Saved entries
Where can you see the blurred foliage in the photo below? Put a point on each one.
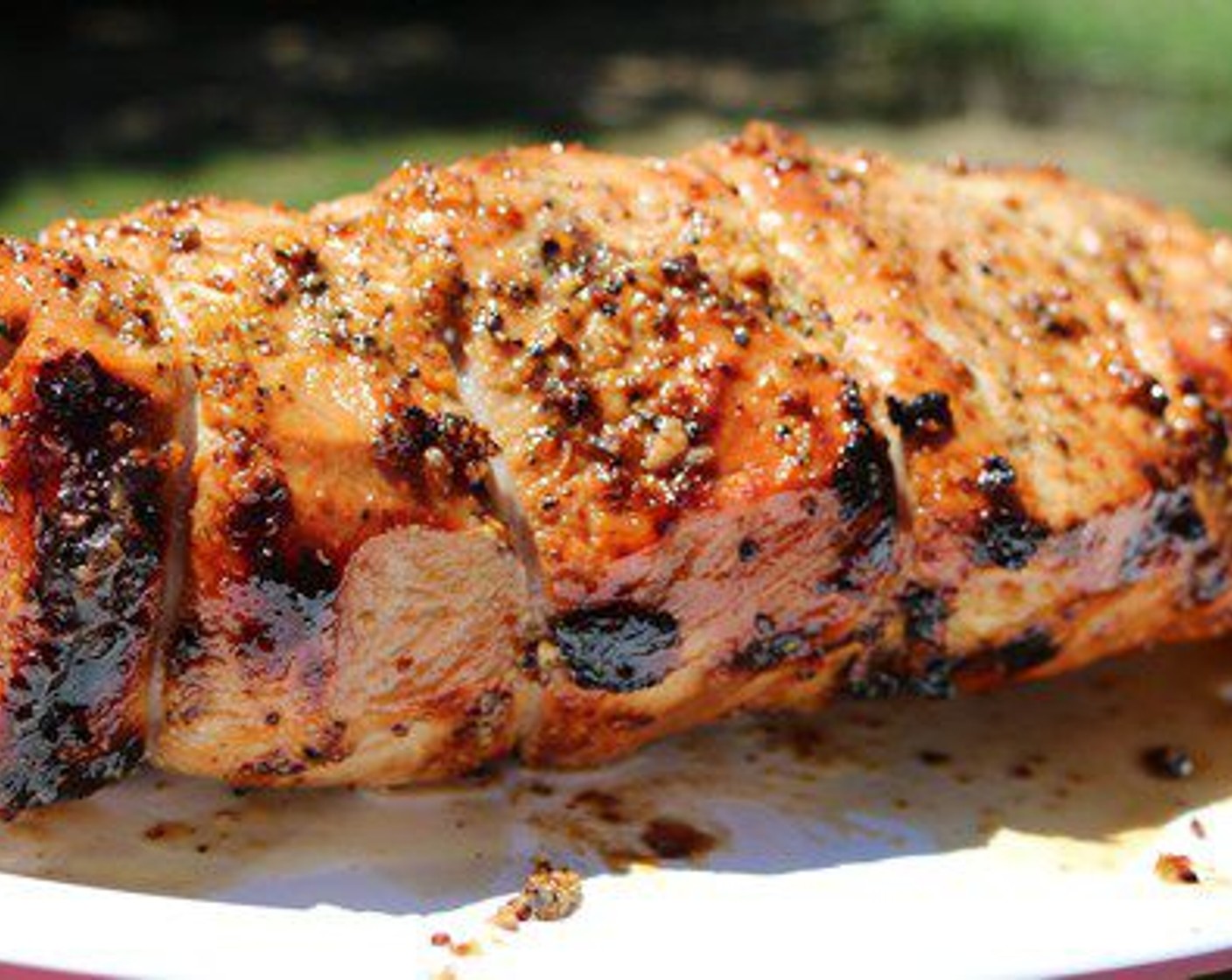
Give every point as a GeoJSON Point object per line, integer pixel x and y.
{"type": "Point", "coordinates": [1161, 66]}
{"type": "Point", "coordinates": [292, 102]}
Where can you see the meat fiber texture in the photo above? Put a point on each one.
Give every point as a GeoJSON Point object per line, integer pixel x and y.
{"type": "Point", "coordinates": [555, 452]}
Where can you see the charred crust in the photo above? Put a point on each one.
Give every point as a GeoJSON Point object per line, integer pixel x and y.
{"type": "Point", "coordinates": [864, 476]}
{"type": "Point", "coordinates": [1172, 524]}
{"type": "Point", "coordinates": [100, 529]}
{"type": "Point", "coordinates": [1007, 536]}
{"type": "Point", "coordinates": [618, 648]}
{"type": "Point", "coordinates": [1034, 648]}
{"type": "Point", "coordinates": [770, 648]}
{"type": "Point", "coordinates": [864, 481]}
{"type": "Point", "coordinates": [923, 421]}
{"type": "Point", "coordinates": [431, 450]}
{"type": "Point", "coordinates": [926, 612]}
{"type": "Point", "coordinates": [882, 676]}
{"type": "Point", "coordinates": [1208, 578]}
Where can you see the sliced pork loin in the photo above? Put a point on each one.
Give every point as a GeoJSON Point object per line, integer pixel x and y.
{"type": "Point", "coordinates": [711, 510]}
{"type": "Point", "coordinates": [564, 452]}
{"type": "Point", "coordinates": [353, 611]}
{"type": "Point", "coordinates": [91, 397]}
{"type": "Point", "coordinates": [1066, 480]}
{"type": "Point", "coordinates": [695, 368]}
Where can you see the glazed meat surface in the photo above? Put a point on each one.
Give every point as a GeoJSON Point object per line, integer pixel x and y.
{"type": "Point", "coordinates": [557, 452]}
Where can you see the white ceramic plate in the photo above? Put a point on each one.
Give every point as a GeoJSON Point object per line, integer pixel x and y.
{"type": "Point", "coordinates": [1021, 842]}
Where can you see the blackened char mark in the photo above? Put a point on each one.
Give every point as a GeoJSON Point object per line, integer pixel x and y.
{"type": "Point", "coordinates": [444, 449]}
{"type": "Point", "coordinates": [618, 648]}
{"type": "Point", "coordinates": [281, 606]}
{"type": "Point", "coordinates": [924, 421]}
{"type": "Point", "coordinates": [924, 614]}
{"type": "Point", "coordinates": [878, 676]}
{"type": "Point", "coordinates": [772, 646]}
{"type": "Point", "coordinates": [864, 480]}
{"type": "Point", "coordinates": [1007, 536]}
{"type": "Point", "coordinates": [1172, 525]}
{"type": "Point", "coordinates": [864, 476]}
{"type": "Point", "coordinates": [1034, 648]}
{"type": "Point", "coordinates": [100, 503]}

• [What you will do]
Output the stretch of data from the line containing "Where can you see the sliced" through the end of the data as a two-column CSV with the columns text and answer. Each row should pair a text with its answer, with each field in double quotes and line breaks replaced by spaces.

• [Task output]
text,answer
"Where can you see the sliced pork loin in the photo above? Put a point on each one. Give every point as a GeoJSON Point object per line, integer pixel x and y.","{""type"": ""Point"", ""coordinates"": [711, 510]} {""type"": ""Point"", ""coordinates"": [564, 452]} {""type"": ""Point"", ""coordinates"": [353, 611]} {""type"": ""Point"", ""coordinates"": [91, 397]} {""type"": ""Point"", ""coordinates"": [1066, 480]} {""type"": ""Point"", ""coordinates"": [695, 368]}"
"Where can you see the glazed meat surface in the photo above? Put a point on each one. Give every point as a GeoJSON Point object per line, integer pixel x and y.","{""type"": ""Point"", ""coordinates"": [557, 452]}"
"Where can you see the white ceramic plate in the photo above? Put a point on each one. Give every point as a GeoJSON Point object per line, integer pixel x and y.","{""type"": ""Point"", ""coordinates"": [1021, 842]}"
"Where can you see the blackened char mark in the photo above? Put a point on each one. Give every point as a GeoJSON Point object per line, integer pixel x and y.","{""type"": ""Point"", ""coordinates"": [444, 449]} {""type"": ""Point"", ""coordinates"": [618, 648]} {""type"": ""Point"", ""coordinates"": [281, 606]} {""type"": ""Point"", ""coordinates"": [924, 421]} {""type"": ""Point"", ""coordinates"": [924, 614]} {""type"": ""Point"", ""coordinates"": [878, 676]} {""type"": ""Point"", ""coordinates"": [772, 646]} {""type"": ""Point"", ""coordinates"": [864, 480]} {""type"": ""Point"", ""coordinates"": [1007, 536]} {""type"": ""Point"", ""coordinates"": [1172, 525]} {""type"": ""Point"", ""coordinates"": [864, 476]} {""type"": ""Point"", ""coordinates"": [1034, 648]} {""type"": ""Point"", ""coordinates"": [100, 503]}"